* **Work to complete**
**a.** Please summarize the passage on appellate jurisdiction in two sentences.
**b.** Carry on the passage on appellate jurisdiction, starting after its final sentence.

— Start Given passage —

As an initial matter, Johnson contends that because the district court
determined that factual disputes precluded summary judgment, we lack jurisdiction
to review those rulings. We ordinarily lack jurisdiction to decide “which facts a party
may, or may not, be able to prove at trial,” Johnson v. Jones, 515 U.S. 304, 313
(1995), and we are “constrained by the version of the facts that the district court
assumed or likely assumed in reaching its decision.” Thompson v. Murray, 800 F.3d
979, 983 (8th Cir. 2015). But we do have “authority to decide the purely legal issue
of whether the facts alleged by the plaintiff are a violation of clearly established law.”
Franklin ex rel. Estate of Franklin v. Peterson, 878 F.3d 631, 635 (8th Cir. 2017).
The officers ask us to review that purely legal issue, so we have jurisdiction.

— End Given passage —
— Start Dataset excerpts —

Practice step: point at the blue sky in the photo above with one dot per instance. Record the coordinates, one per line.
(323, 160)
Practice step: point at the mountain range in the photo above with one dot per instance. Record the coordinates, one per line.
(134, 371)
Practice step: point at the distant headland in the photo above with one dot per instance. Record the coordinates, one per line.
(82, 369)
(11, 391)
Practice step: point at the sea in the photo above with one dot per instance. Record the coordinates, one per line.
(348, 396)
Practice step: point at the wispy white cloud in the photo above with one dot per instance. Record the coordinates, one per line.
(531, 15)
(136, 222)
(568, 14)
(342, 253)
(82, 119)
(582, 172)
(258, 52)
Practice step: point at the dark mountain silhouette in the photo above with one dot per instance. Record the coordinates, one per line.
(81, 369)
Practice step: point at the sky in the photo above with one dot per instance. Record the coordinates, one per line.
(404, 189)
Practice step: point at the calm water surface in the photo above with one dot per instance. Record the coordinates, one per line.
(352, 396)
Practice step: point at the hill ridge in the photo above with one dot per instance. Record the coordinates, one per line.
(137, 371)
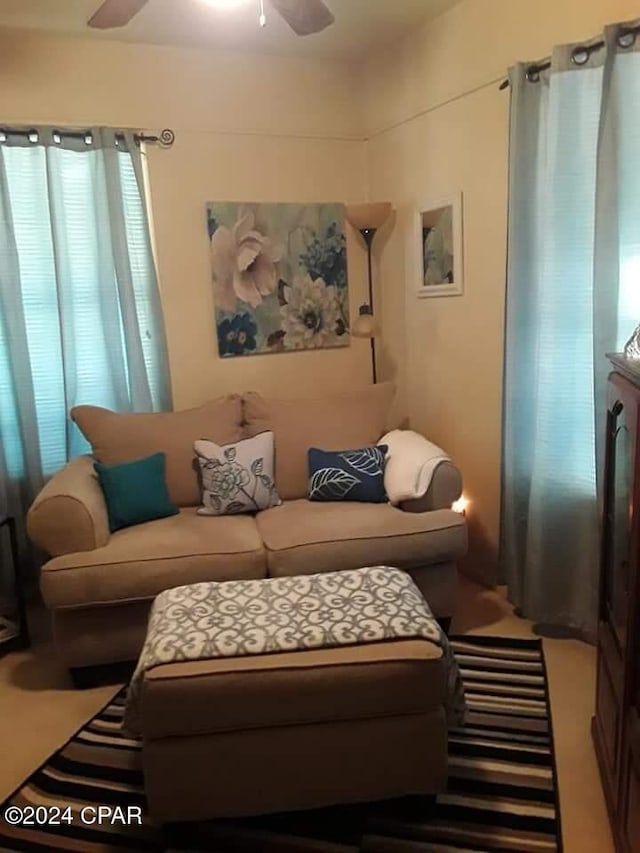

— End Dataset excerpts —

* **Results of the tasks**
**a.** Johnson argues that the court lacks jurisdiction because the district court found that factual disputes precluded summary judgment. The court explains that it ordinarily cannot decide which facts a party can prove and is bound by the facts the district court assumed, but it may decide the purely legal question of whether the plaintiff's alleged facts violate clearly established law, and because the officers raise that question, it has jurisdiction.

**b.**
When a defendant asserts a defense of qualified immunity, a plaintiff must
show that the facts taken in the light most favorable to him establish (1) that the
defendant violated his constitutional right and (2) that the right was clearly
established at the time of the incident. Pearson v. Callahan, 555 U.S. 223, 232
(2009). A right is “clearly established” only if the violation was “beyond debate”
such that only a plainly incompetent officer or a knowing lawbreaker would engage
in the alleged misconduct. District of Columbia v. Wesby, 138 S. Ct. 577, 589 (2018)
(quoting Ashcroft v. al-Kidd, 563 U.S. 731, 741 (2011)).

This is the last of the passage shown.